Task: Copy every line of the listing exactly.

Source information:

○ ○ ○ ○ ○ ○ ○

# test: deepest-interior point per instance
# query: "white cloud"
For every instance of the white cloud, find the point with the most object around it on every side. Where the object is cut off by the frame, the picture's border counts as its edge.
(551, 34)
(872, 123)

○ ○ ○ ○ ○ ○ ○

Result:
# test: deepest-interior point per instance
# query: "white cloud"
For every instance of the white cloud, find the point with the most object around it on every side. Where the object is cut off by the frame, the picture's border counts as its edge.
(551, 34)
(872, 123)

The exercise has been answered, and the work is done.